(Problem to solve) Update the part that opens with the line containing "the woman's eyebrow" and closes at the end of the items, replacing "innermost point" with "central point" and leaving all else unchanged. Return only that part.

Excerpts from a point labeling dataset:
=-=-=-=-=

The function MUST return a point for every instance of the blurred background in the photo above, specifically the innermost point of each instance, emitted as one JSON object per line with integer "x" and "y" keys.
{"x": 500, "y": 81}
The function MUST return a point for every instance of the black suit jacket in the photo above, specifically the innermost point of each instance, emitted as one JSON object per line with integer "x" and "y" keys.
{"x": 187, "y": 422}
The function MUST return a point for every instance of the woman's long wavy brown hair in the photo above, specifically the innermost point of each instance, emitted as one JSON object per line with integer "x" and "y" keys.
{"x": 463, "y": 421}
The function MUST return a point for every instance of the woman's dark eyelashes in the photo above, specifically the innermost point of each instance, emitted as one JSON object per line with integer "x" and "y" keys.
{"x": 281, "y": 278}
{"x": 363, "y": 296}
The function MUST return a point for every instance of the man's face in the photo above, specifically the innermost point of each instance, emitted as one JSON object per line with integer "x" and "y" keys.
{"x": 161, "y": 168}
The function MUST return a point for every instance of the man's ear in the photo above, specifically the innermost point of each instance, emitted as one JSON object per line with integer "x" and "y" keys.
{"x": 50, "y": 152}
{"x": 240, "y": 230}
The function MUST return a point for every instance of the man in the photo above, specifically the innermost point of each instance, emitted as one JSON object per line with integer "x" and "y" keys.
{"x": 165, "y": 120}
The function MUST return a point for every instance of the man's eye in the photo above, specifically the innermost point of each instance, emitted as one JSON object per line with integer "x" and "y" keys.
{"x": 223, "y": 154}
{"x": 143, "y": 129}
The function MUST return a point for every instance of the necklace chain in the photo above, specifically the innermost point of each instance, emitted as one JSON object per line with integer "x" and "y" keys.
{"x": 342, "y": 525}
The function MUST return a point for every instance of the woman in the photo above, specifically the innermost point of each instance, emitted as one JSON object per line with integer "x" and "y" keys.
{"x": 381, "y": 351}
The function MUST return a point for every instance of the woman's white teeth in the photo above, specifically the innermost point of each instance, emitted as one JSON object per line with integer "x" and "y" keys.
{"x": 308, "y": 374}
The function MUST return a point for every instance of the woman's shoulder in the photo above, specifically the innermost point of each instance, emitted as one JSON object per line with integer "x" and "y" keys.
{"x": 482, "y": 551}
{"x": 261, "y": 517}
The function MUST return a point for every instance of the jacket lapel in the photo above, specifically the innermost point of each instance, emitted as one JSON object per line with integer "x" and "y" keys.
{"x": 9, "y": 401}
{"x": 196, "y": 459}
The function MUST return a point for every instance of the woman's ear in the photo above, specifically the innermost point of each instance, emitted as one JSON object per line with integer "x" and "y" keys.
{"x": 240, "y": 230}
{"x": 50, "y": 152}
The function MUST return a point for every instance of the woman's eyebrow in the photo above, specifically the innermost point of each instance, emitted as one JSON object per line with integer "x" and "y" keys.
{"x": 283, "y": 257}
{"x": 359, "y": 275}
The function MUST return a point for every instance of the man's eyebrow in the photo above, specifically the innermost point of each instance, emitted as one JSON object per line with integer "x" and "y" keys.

=-=-=-=-=

(Exercise response)
The function MUST return a point for every instance of the woman's eyebrow in the photo above, specifically the central point of each instance, emitted as one JSON object per line with integer "x" and "y" keys.
{"x": 283, "y": 257}
{"x": 359, "y": 275}
The function MUST return a point for every instance of the man's eyebrow in the photo above, specifically the central point of each instance, emitted as one JSON object per line with integer "x" and "y" keys.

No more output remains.